── Material to process

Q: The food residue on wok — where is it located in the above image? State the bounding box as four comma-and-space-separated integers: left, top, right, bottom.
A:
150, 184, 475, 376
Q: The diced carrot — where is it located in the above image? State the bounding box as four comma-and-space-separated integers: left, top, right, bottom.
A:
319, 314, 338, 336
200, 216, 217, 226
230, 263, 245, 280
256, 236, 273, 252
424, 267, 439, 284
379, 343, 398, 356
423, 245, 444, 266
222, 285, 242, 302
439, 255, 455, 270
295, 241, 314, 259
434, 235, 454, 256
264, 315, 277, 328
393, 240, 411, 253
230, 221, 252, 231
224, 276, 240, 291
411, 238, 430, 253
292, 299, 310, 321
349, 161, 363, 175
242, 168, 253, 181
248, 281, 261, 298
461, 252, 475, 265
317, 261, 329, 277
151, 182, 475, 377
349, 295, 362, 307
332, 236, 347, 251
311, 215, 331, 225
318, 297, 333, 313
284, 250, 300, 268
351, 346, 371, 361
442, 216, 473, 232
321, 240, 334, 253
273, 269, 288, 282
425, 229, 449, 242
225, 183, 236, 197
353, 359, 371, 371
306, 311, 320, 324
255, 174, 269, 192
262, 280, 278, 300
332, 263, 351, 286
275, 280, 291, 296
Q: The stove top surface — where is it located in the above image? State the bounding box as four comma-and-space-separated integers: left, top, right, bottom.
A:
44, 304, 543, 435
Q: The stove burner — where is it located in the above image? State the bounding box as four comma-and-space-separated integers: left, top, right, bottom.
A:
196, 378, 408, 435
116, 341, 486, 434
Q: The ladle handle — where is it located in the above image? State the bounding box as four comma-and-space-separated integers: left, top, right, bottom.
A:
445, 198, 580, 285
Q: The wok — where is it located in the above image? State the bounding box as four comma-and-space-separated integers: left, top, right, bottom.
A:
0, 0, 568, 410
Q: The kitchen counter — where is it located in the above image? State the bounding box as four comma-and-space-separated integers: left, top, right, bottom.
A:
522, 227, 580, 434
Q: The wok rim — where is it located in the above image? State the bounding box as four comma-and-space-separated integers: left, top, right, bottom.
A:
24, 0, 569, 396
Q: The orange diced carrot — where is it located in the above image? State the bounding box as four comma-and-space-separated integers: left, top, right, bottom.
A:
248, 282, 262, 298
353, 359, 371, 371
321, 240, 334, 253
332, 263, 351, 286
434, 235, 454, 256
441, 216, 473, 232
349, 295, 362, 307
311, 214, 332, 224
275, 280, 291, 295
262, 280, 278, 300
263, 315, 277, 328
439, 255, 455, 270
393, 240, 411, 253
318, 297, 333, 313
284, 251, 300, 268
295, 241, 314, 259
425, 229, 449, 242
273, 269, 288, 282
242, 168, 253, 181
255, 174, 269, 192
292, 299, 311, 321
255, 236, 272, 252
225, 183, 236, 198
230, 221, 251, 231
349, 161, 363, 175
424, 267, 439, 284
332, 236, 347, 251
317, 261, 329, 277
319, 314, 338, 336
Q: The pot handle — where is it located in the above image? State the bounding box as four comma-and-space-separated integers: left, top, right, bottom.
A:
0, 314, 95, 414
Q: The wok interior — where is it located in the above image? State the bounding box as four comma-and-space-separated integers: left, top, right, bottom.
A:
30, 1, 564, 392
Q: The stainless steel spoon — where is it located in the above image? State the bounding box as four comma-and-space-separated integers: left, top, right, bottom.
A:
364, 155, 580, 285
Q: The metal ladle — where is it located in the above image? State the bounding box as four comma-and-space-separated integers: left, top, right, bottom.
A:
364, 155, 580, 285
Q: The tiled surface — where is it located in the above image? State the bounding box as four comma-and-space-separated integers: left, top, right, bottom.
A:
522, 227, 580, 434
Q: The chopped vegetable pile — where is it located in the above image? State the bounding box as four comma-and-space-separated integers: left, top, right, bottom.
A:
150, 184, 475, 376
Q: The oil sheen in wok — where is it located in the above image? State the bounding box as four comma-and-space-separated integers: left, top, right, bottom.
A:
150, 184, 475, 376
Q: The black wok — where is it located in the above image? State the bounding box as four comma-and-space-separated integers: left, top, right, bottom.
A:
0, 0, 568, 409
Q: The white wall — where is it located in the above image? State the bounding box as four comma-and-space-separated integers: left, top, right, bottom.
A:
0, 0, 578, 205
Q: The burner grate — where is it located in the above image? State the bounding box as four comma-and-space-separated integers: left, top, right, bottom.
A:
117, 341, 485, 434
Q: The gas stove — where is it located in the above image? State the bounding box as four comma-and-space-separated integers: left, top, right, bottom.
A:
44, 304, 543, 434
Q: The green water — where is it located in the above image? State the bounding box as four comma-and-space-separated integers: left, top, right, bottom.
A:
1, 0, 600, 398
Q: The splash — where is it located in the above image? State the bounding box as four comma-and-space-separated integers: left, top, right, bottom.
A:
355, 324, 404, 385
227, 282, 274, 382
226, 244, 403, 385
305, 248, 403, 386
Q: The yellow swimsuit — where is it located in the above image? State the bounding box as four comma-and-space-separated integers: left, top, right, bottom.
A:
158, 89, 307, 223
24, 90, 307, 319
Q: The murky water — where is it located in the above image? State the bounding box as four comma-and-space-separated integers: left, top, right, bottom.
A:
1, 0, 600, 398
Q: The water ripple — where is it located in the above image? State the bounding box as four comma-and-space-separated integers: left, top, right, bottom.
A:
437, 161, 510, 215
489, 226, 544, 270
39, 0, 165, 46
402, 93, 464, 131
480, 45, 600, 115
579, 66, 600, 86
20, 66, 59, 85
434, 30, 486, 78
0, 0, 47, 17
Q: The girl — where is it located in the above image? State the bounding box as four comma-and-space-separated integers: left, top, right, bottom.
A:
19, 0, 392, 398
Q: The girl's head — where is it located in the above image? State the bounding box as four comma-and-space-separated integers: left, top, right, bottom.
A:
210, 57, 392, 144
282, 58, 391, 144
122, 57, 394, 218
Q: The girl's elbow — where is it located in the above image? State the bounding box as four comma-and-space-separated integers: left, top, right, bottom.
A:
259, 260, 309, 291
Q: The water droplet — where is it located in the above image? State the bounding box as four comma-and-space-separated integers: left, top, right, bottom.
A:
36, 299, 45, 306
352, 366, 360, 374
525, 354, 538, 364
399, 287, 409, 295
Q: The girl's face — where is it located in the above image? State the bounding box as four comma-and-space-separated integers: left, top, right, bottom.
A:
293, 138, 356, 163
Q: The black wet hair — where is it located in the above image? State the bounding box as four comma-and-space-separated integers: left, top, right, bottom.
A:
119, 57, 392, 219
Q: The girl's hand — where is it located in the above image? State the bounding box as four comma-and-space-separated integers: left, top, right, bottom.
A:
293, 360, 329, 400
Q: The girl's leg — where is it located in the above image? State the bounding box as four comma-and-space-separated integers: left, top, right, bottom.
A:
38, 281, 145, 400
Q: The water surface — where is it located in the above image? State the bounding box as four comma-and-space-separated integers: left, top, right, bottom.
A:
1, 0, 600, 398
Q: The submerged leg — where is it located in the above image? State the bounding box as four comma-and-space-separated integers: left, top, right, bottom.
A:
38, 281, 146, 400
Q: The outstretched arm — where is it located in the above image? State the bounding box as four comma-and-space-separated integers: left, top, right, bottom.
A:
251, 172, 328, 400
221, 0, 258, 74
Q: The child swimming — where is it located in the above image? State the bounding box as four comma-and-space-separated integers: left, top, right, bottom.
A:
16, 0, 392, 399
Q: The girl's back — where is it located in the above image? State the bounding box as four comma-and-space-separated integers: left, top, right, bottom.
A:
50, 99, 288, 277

────

**Task goal**
Could you write out all the records exactly, please?

**Final answer**
Q: The food residue on wok — where is it located in the above image? State the bounding box as four comma-and-space-separated integers: left, top, right, bottom.
A:
150, 184, 475, 376
Q: The diced carrot — where is it located in the above image? State the bounding box as four comma-and-space-separated integers: left, top, right, bottom.
A:
319, 314, 338, 336
200, 216, 217, 226
230, 263, 245, 280
256, 236, 273, 252
424, 267, 439, 284
379, 343, 398, 356
423, 245, 444, 266
222, 285, 242, 302
439, 255, 455, 270
295, 241, 314, 259
434, 235, 454, 256
264, 315, 277, 328
393, 240, 411, 253
230, 221, 252, 231
224, 276, 240, 291
411, 238, 430, 253
292, 299, 310, 321
349, 161, 363, 175
242, 168, 253, 181
248, 281, 261, 298
461, 252, 475, 265
317, 261, 329, 277
151, 182, 475, 377
349, 295, 362, 307
332, 236, 347, 251
311, 215, 331, 225
318, 297, 333, 313
284, 250, 300, 268
351, 346, 371, 361
442, 216, 473, 232
321, 240, 334, 253
273, 269, 288, 282
425, 229, 449, 242
225, 183, 236, 197
353, 359, 371, 371
306, 311, 320, 324
255, 174, 269, 192
262, 280, 278, 300
332, 263, 351, 286
275, 280, 291, 296
Q: The stove top surface — where is it located in the above image? State the bounding box as four comma-and-space-separated integers: left, top, right, bottom.
A:
44, 304, 543, 435
Q: The stove burner — where is it located in the above image? State the bounding box as four comma-and-space-separated integers: left, top, right, bottom.
A:
196, 378, 408, 435
116, 341, 486, 434
Q: The ladle handle — where is it located in the above image? State the bounding box as four comma-and-space-separated integers: left, top, right, bottom.
A:
445, 198, 580, 285
Q: The wok — where is it located in the above image? State the bounding box as four comma-and-space-separated integers: left, top, right, bottom.
A:
0, 0, 568, 410
Q: The kitchen counter — where is it located in the above image? State the bounding box as four comma-and-space-separated integers: left, top, right, bottom.
A:
522, 227, 580, 434
Q: The wok rim — where is it located in the above image? State the bounding box as four comma-and-space-separated integers: left, top, right, bottom.
A:
24, 0, 569, 396
Q: The orange diced carrot — where is it located in the above image? State the bounding box as four comma-and-space-separated integers: left, top, right, bottom.
A:
248, 282, 262, 298
353, 359, 371, 371
321, 240, 334, 253
332, 263, 351, 286
434, 235, 454, 256
441, 216, 473, 232
349, 295, 362, 307
311, 214, 332, 224
275, 280, 291, 295
262, 280, 278, 300
263, 315, 277, 328
439, 255, 455, 270
393, 240, 411, 253
318, 297, 333, 313
284, 251, 300, 268
295, 241, 314, 259
425, 229, 449, 242
273, 269, 288, 282
242, 168, 253, 181
255, 174, 269, 192
292, 299, 311, 321
255, 236, 272, 252
225, 183, 236, 198
230, 221, 251, 231
349, 161, 363, 175
424, 267, 439, 284
332, 236, 347, 251
317, 261, 329, 277
319, 314, 338, 336
Q: The pot handle — where is it located in the above image? State the bounding box as four comma-and-space-separated integers: left, top, right, bottom.
A:
0, 314, 95, 414
Q: The wok interior — where is it located in the above image? State the bounding box as four comma-and-space-separated integers: left, top, right, bottom.
A:
30, 1, 564, 392
Q: The stainless steel spoon — where is it located in the above image? State the bounding box as four comma-and-space-separated integers: left, top, right, bottom.
A:
364, 155, 580, 285
Q: The metal ladle — where is it located in the above image? State the bounding box as four comma-and-space-separated integers: left, top, right, bottom.
A:
364, 155, 580, 285
Q: The tiled surface — where is it located in the above image? State the bounding box as four comma-and-space-separated integers: left, top, right, bottom.
A:
522, 227, 580, 434
Q: The chopped vegetable pile — where is it located in the above image? State the bounding box as four comma-and-space-separated integers: left, top, right, bottom.
A:
150, 184, 475, 376
Q: The oil sheen in wok — where is it located in the above image? State the bounding box as four comma-and-space-separated integers: left, top, right, bottom.
A:
150, 184, 475, 376
Q: The black wok — where is it located in the above image? State the bounding box as four comma-and-space-separated integers: left, top, right, bottom.
A:
0, 0, 568, 409
Q: The white wall — where is it located in the above image? State the bounding box as four comma-and-space-separated integers: left, top, right, bottom.
A:
0, 0, 578, 205
Q: The burner grate — where is it located in the above image? State the bounding box as four comma-and-space-separated integers: left, top, right, bottom.
A:
117, 341, 485, 434
Q: The gas stove — where is it located in the above image? State the bounding box as four comma-and-space-separated integers: left, top, right, bottom.
A:
44, 304, 543, 434
Q: The green water — where is it located in the above image? State the bounding box as four comma-and-space-separated integers: left, top, right, bottom.
A:
1, 0, 600, 398
Q: The splash — where is it located in the above image? State the bounding box as four comma-and-space-separated integers: left, top, right, bottom.
A:
355, 324, 404, 385
227, 282, 274, 382
226, 244, 403, 385
305, 248, 403, 386
Q: The yellow swimsuit — where is it located in the above image? State the bounding box as four comma-and-space-separated integers: left, top, right, bottom.
A:
158, 89, 307, 223
24, 90, 307, 319
Q: The murky water — where is it located in the above image? State the bounding box as four comma-and-space-separated integers: left, top, right, bottom.
A:
1, 0, 600, 398
Q: The water ripple — where is it located in the above image? State the bounding box as four comma-and-space-separated integers: left, top, right, bottom.
A:
437, 161, 510, 215
489, 226, 544, 270
39, 0, 165, 46
402, 93, 464, 131
480, 45, 600, 115
579, 66, 600, 86
20, 66, 59, 85
434, 30, 486, 78
0, 0, 47, 17
Q: The girl — where is it located in the above image? State the bounding box as four comma-and-space-separated integers: left, top, right, bottom.
A:
19, 0, 392, 398
Q: The girl's head — where is it located in the above image? State the bounding box as four comma-and-space-separated integers: left, top, right, bottom.
A:
210, 57, 392, 144
282, 58, 391, 144
122, 57, 394, 218
Q: The girl's elbow — where is it located in the above image? State the bounding box as four comma-and-space-separated integers: left, top, right, bottom.
A:
259, 260, 309, 291
Q: The water droplet — where is it located in the above image? State the bounding box as four comma-and-space-separated integers: left, top, right, bottom.
A:
36, 299, 45, 306
352, 366, 360, 374
525, 354, 538, 364
399, 287, 409, 295
Q: The girl's face — where is it located in the above image? State the bounding box as four comma-and-space-separated integers: left, top, right, bottom.
A:
293, 138, 356, 163
Q: The black wet hair — where is it located in the above image? State the bounding box as four comma-and-space-separated integers: left, top, right, bottom.
A:
119, 57, 392, 219
Q: The girl's hand — where is it located in the above image? State the bounding box as four comma-and-space-separated integers: left, top, right, bottom.
A:
293, 360, 329, 400
Q: The girl's leg — where is it located in the above image? State the bounding box as four comma-and-space-separated integers: left, top, right, bottom.
A:
38, 281, 145, 400
Q: The water surface — where is it located in the above image? State the bounding box as four comma-and-space-separated integers: left, top, right, bottom.
A:
1, 0, 600, 398
Q: The submerged leg — where is it located in the above image? State the bounding box as four comma-and-space-separated integers: left, top, right, bottom.
A:
38, 281, 146, 400
Q: The outstretched arm — where is it located in the above image? State the bounding box as four comma-and-space-separated integers: left, top, right, bottom.
A:
251, 172, 328, 400
221, 0, 258, 74
Q: The child swimming — where is it located in the above image? State the bounding box as four comma-and-space-separated integers: left, top, right, bottom.
A:
16, 0, 392, 399
Q: The girl's back — where is it located in the above image? State the bounding box as four comma-and-space-separated integers: left, top, right, bottom.
A:
50, 99, 288, 277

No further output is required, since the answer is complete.